━━━━━ RECORD EXTRACTS

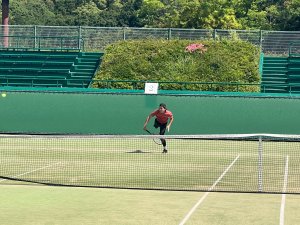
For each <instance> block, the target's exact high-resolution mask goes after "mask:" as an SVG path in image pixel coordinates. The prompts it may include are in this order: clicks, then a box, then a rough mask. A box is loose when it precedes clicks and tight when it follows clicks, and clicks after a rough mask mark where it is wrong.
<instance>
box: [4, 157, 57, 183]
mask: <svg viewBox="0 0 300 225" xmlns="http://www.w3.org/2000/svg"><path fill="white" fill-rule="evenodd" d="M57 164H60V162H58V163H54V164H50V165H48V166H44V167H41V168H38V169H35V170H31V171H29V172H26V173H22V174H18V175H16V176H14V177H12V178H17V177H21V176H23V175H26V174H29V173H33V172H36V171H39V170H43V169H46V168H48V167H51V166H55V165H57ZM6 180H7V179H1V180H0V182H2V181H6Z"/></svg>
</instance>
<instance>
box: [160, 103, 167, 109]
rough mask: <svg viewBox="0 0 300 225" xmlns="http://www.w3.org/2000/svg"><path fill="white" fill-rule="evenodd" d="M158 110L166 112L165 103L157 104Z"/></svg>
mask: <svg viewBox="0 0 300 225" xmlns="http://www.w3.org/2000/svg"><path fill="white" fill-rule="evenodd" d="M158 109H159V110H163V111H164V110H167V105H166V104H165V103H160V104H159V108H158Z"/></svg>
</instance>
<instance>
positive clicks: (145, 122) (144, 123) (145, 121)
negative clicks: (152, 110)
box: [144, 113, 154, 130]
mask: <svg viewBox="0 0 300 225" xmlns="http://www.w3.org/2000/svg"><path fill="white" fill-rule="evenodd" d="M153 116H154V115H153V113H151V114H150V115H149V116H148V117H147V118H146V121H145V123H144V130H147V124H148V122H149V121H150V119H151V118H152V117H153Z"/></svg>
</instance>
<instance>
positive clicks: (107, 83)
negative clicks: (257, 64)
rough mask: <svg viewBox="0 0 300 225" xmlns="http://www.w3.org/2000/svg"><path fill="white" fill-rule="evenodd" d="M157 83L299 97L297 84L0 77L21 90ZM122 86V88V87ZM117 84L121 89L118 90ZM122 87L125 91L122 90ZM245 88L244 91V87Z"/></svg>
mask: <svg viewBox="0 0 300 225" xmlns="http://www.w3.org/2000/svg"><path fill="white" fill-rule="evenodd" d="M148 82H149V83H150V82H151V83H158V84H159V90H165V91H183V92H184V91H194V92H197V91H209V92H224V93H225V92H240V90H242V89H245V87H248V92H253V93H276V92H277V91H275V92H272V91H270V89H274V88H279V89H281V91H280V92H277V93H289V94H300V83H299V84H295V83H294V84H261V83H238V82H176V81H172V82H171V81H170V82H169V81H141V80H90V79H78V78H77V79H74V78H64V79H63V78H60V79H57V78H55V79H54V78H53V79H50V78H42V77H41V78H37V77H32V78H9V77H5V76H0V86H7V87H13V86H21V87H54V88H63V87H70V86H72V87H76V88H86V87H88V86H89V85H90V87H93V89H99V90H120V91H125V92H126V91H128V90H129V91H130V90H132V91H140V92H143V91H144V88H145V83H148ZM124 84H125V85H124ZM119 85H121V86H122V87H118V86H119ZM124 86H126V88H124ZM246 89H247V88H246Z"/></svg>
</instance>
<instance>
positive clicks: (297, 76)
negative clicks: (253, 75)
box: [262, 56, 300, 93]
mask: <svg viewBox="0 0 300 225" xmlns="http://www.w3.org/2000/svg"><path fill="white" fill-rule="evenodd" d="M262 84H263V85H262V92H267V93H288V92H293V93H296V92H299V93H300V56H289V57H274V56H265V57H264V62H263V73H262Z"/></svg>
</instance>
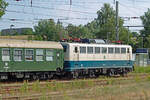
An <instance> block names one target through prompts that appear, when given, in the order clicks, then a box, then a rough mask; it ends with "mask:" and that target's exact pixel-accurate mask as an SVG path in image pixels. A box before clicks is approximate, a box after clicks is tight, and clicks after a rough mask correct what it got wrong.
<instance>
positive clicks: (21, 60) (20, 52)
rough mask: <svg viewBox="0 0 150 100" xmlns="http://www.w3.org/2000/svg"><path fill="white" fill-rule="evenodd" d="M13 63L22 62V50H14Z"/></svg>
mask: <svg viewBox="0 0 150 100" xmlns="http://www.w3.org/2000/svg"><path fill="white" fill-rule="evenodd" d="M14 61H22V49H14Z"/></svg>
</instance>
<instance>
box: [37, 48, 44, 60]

━━━━━━━━━━

> [TASK DETAILS] Without the pictures, copy out all the records above exactly.

> [SOLUTION TO THIS PROBLEM]
For each <instance> block, the target's exact high-resolution mask goes after "mask:" as an SVG path in image pixel coordinates. The prompts it may include are in this order: clicks, then a box, then a rough mask. A box is loose when it precedes clicks and tight when it follows clicks, and clicks after a rough mask mark where it is wrong.
<instance>
box: [4, 157, 57, 183]
mask: <svg viewBox="0 0 300 225" xmlns="http://www.w3.org/2000/svg"><path fill="white" fill-rule="evenodd" d="M57 164H60V162H58V163H54V164H50V165H48V166H44V167H41V168H38V169H35V170H31V171H29V172H26V173H22V174H18V175H16V176H14V177H12V178H17V177H21V176H23V175H26V174H29V173H33V172H36V171H39V170H43V169H46V168H48V167H51V166H55V165H57ZM6 180H7V179H1V180H0V182H2V181H6Z"/></svg>
</instance>
<instance>
box: [160, 103, 167, 109]
rough mask: <svg viewBox="0 0 300 225" xmlns="http://www.w3.org/2000/svg"><path fill="white" fill-rule="evenodd" d="M158 110L166 112L165 103L157 104Z"/></svg>
mask: <svg viewBox="0 0 300 225" xmlns="http://www.w3.org/2000/svg"><path fill="white" fill-rule="evenodd" d="M158 109H159V110H163V111H164V110H167V105H166V104H165V103H160V104H159V108H158Z"/></svg>
</instance>
<instance>
positive clicks: (145, 122) (144, 123) (145, 121)
negative clicks: (152, 110)
box: [144, 113, 154, 130]
mask: <svg viewBox="0 0 300 225" xmlns="http://www.w3.org/2000/svg"><path fill="white" fill-rule="evenodd" d="M153 116H154V115H153V113H151V114H150V115H149V116H148V117H147V118H146V121H145V123H144V130H147V124H148V122H149V121H150V119H151V118H152V117H153Z"/></svg>
</instance>
<instance>
positive clicks: (107, 83)
negative clicks: (257, 64)
rough mask: <svg viewBox="0 0 300 225" xmlns="http://www.w3.org/2000/svg"><path fill="white" fill-rule="evenodd" d="M157 83L299 97L297 84L0 77L21 90ZM122 86V88V87ZM117 84L121 89L118 90ZM122 87L125 91L122 90ZM245 88L244 91V87Z"/></svg>
mask: <svg viewBox="0 0 300 225" xmlns="http://www.w3.org/2000/svg"><path fill="white" fill-rule="evenodd" d="M148 82H149V83H150V82H151V83H158V84H159V90H165V91H183V92H184V91H194V92H197V91H209V92H224V93H225V92H240V90H242V89H245V87H248V92H253V93H276V92H277V91H275V92H272V91H270V89H274V88H279V89H281V91H280V92H277V93H289V94H300V83H299V84H295V83H294V84H261V83H238V82H176V81H172V82H171V81H170V82H169V81H141V80H90V79H78V78H77V79H74V78H64V79H63V78H60V79H57V78H55V79H54V78H53V79H50V78H42V77H41V78H37V77H32V78H9V77H5V76H0V86H7V87H13V86H21V87H54V88H63V87H70V86H72V87H76V88H86V87H88V86H89V85H90V87H93V89H99V90H120V91H125V92H126V91H128V90H129V91H130V90H132V91H140V92H143V91H144V88H145V83H148ZM124 84H125V85H124ZM119 85H121V86H122V87H118V86H119ZM124 86H126V88H124ZM246 89H247V88H246Z"/></svg>
</instance>
<instance>
positive clicks: (297, 76)
negative clicks: (253, 75)
box: [262, 56, 300, 93]
mask: <svg viewBox="0 0 300 225" xmlns="http://www.w3.org/2000/svg"><path fill="white" fill-rule="evenodd" d="M262 84H263V85H262V92H267V93H288V92H293V93H296V92H299V93H300V56H289V57H274V56H265V57H264V62H263V73H262Z"/></svg>
</instance>
An <instance> block names one target through prompts that appear, when given, in the order clicks, then a box, then a rough mask; it ends with "mask:" and that target's exact pixel-accurate mask as an SVG path in image pixels. A box before clicks is approximate, a box after clicks is tight, and clicks after a rough mask correct what it got wrong.
<instance>
positive clicks: (21, 60) (20, 52)
rough mask: <svg viewBox="0 0 150 100" xmlns="http://www.w3.org/2000/svg"><path fill="white" fill-rule="evenodd" d="M13 63L22 62V50H14Z"/></svg>
mask: <svg viewBox="0 0 150 100" xmlns="http://www.w3.org/2000/svg"><path fill="white" fill-rule="evenodd" d="M14 61H22V49H14Z"/></svg>
</instance>
<instance>
box: [37, 48, 44, 60]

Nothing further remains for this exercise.